(Saved entries)
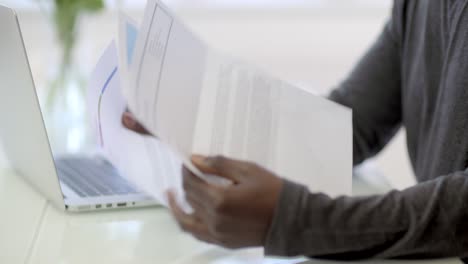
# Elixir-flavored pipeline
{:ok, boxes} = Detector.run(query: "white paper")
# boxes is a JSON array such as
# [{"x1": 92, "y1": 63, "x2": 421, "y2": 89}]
[
  {"x1": 123, "y1": 0, "x2": 352, "y2": 196},
  {"x1": 88, "y1": 39, "x2": 187, "y2": 207}
]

■ WRITTEN TASK ■
Reproduce the lines above word for word, leaving the picture out of your answer.

■ WRITTEN RESPONSE ■
# Elixir-flavored pipeline
{:ok, boxes} = Detector.run(query: "white paper")
# boxes is a JSON array such as
# [{"x1": 92, "y1": 63, "x2": 421, "y2": 89}]
[
  {"x1": 123, "y1": 0, "x2": 352, "y2": 196},
  {"x1": 88, "y1": 39, "x2": 187, "y2": 207}
]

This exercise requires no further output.